DATA FOR THIS TASK section start
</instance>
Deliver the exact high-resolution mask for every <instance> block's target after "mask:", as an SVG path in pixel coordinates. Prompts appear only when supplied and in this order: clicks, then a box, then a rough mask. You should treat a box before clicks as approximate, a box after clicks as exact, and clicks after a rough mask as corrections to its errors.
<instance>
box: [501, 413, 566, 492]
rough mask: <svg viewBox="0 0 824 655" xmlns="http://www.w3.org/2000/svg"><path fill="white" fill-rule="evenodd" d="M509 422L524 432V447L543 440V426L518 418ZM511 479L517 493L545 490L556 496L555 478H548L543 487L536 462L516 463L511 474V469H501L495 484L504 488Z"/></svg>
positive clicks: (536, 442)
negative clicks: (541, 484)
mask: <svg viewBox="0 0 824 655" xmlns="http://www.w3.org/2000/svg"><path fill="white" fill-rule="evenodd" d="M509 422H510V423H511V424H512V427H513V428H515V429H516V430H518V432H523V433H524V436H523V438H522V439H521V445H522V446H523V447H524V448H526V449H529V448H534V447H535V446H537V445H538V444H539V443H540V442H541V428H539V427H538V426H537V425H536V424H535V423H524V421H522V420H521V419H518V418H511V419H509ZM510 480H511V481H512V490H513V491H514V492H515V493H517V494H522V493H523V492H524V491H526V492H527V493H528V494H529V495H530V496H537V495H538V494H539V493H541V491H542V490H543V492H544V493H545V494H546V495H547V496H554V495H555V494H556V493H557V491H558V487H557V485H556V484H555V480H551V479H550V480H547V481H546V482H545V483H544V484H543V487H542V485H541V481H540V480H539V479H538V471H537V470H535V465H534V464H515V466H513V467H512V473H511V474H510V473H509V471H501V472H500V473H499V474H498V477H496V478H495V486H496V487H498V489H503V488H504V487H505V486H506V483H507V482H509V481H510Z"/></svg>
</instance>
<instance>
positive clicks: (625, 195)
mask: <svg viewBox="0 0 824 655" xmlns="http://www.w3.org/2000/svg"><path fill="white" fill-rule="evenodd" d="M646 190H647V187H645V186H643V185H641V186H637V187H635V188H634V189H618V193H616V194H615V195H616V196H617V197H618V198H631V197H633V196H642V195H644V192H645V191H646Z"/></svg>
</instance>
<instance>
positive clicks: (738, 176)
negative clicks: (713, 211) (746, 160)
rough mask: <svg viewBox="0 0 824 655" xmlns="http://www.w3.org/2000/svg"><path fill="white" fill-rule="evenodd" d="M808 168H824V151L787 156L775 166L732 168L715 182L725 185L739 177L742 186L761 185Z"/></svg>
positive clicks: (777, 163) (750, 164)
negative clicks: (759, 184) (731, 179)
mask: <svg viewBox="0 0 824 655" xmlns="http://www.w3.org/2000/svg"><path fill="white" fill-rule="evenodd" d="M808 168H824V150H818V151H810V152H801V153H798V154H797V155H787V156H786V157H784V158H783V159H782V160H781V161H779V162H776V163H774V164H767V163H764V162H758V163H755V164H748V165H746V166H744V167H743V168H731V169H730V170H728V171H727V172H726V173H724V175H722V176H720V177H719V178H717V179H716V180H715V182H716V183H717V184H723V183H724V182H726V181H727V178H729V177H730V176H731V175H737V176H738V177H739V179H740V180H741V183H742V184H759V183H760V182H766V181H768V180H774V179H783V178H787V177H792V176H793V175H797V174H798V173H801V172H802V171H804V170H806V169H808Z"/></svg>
DATA FOR THIS TASK section end
■ GOAL OF THE EXERCISE: All of the records above are to be returned exactly as they stand.

■ TASK SOLUTION:
</instance>
Deliver the exact high-resolution mask for every <instance> block's target after "mask:", as an SVG path in pixel coordinates. Prompts appear only when supplied and in this order: clicks, then a box, then a rough mask. You should treat a box before clicks as approximate, a box after clicks as exact, and clicks after a rough mask as corrections to its errors.
<instance>
box: [501, 413, 566, 492]
rough mask: <svg viewBox="0 0 824 655" xmlns="http://www.w3.org/2000/svg"><path fill="white" fill-rule="evenodd" d="M509 422L524 432V447L543 440V426L518 418ZM511 479L517 493L545 490L556 496L555 478H548L543 487L536 462L516 463L511 474V469H501L495 484L504 488Z"/></svg>
positive clicks: (536, 442)
negative clicks: (541, 484)
mask: <svg viewBox="0 0 824 655" xmlns="http://www.w3.org/2000/svg"><path fill="white" fill-rule="evenodd" d="M509 422H510V423H511V424H512V427H513V428H515V429H516V430H518V432H523V433H524V436H523V438H522V439H521V445H522V446H523V447H524V448H526V449H529V448H534V447H535V446H537V445H538V444H539V443H540V442H541V428H539V427H538V426H537V425H536V424H535V423H524V421H522V420H521V419H518V418H511V419H509ZM510 480H511V481H512V490H513V491H514V492H515V493H517V494H522V493H523V492H524V491H526V492H527V493H528V494H529V495H530V496H537V495H538V494H539V493H541V491H542V490H543V492H544V493H545V494H546V495H547V496H554V495H555V494H556V493H557V491H558V487H557V485H556V484H555V480H551V479H550V480H547V481H546V482H545V483H544V484H543V487H542V485H541V481H540V480H539V479H538V471H537V470H535V465H534V464H515V466H513V467H512V473H511V474H510V473H509V471H501V472H500V473H499V474H498V477H496V478H495V486H496V487H498V489H503V488H504V487H505V486H506V483H507V482H509V481H510Z"/></svg>
</instance>
<instance>
positive clicks: (625, 195)
mask: <svg viewBox="0 0 824 655" xmlns="http://www.w3.org/2000/svg"><path fill="white" fill-rule="evenodd" d="M646 190H647V187H645V186H643V185H641V186H637V187H635V188H634V189H618V193H616V194H615V195H616V196H617V197H618V198H631V197H633V196H642V195H644V192H645V191H646Z"/></svg>
</instance>
<instance>
positive clicks: (738, 176)
negative clicks: (713, 211) (746, 160)
rough mask: <svg viewBox="0 0 824 655" xmlns="http://www.w3.org/2000/svg"><path fill="white" fill-rule="evenodd" d="M808 168H824V151L787 156L775 166L732 168L715 182L725 185L739 177L742 186L761 185Z"/></svg>
positive clicks: (777, 163) (750, 164)
negative clicks: (759, 184) (731, 179)
mask: <svg viewBox="0 0 824 655" xmlns="http://www.w3.org/2000/svg"><path fill="white" fill-rule="evenodd" d="M808 168H824V150H818V151H810V152H801V153H798V154H797V155H787V156H786V157H784V158H783V159H782V160H781V161H779V162H776V163H774V164H767V163H764V162H758V163H755V164H748V165H746V166H744V167H743V168H731V169H730V170H728V171H727V172H726V173H724V175H722V176H720V177H719V178H717V179H716V180H715V182H716V183H717V184H723V183H724V182H726V181H727V178H729V177H730V176H731V175H737V176H738V177H739V179H740V180H741V183H742V184H759V183H760V182H766V181H768V180H774V179H783V178H787V177H792V176H793V175H797V174H798V173H801V172H802V171H804V170H806V169H808Z"/></svg>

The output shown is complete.